Tasks to complete:
a) In the page on GP2's third data release, how many genotyped participants does the complex disease data now total?
b) From the page on GP2's third data release, return everything from "The Components of" down to "the previous release.", copied word for word.

Quoted passage:
+++

The Components of GP2’s Third Data Release
In October 2022, GP2 announced the third data release on the Terra platform in collaboration with AMP® PD. This release is packed full of new data and resources and includes almost twice as many samples as the previous release.
This release includes 6,330 additional new complex disease participants, adding to the previous releases from the Complex and Monogenic Networks. The complex disease data now consists of a total of 14,902 genotyped participants (8,190 PD; 6,712 non-PD). New cohorts to this release are:
- The Australian Parkinson’s Genetics Study (APGS)
- The Fox Investigation for New Discovery of Biomarkers (BioFIND), an observational clinical study of PD
- Participating sites from The Black and African American Connections to Parkinson’s Disease (BLAACPD-KPM, BLAACPD-RUSH, BLAACPD-UAB, BLAACPD-UC), a PD cohort of Black and African American individuals
- Koc University GP2 Cohort (KOC), a Turkey-based cohort
- The LRRK2 Cohort Consortium (LCC), a PD cohort of LRRK2 mutation carriers
- Movement Disorders Genotypes and Phenotypes – King’s College London (MDGAP-KINGS), a UK-based brain bank
- New Zealand Parkinson’s Programme (NZP3)
- Parkinson’s Genes and Environment Study (PAGE)
- The Parkinson’s Progression Markers Initiative (PPMI)

+++

Entries provided:
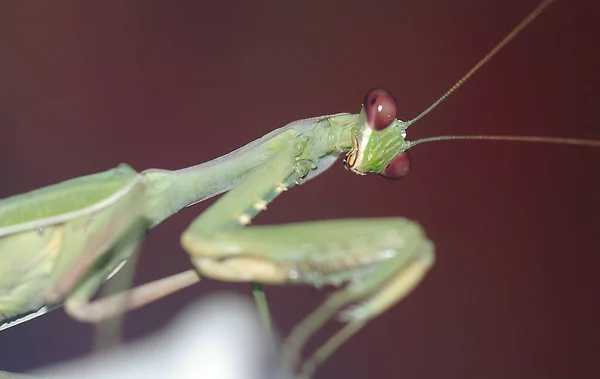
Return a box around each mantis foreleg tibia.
[2,2,596,379]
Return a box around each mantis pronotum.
[0,0,596,378]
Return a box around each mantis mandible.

+++

Solution set:
a) 14,902 genotyped participants.

b)
The Components of GP2’s Third Data Release
In October 2022, GP2 announced the third data release on the Terra platform in collaboration with AMP® PD. This release is packed full of new data and resources and includes almost twice as many samples as the previous release.